> _TRY IT_:
A single number is required: how many lines in the data below contain "woman".

*-*-*

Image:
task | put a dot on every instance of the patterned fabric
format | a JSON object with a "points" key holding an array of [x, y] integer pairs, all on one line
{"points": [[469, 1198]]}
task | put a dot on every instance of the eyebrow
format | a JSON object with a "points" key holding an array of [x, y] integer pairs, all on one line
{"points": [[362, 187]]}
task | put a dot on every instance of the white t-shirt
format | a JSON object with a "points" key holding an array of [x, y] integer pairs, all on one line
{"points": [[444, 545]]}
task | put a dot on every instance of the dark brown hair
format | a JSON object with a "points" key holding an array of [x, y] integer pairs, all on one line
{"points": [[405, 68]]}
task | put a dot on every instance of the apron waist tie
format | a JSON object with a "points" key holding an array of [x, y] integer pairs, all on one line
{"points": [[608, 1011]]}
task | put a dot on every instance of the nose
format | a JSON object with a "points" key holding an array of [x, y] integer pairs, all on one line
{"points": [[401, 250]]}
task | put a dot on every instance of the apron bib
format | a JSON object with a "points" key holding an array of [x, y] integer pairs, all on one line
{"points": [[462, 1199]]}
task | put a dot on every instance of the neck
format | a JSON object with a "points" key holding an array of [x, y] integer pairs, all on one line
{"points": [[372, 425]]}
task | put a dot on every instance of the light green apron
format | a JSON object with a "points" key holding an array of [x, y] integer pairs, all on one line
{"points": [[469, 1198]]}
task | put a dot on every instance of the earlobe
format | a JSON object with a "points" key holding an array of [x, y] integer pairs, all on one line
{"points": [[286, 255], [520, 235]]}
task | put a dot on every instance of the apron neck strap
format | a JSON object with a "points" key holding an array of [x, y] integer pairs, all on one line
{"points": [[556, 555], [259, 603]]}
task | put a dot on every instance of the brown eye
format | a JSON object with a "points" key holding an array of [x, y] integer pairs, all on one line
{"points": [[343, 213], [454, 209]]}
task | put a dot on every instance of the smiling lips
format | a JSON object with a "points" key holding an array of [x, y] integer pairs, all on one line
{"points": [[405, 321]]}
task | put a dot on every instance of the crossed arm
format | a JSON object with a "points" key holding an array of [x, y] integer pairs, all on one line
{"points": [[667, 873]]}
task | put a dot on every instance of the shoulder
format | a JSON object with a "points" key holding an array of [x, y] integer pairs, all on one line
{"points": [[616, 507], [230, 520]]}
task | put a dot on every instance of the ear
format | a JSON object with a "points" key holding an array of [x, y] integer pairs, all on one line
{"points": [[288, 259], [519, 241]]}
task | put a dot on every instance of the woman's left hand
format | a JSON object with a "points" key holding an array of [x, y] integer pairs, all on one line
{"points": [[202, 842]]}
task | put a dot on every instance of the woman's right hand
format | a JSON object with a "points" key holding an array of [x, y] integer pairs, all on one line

*-*-*

> _RESPONSE TO THE TASK_:
2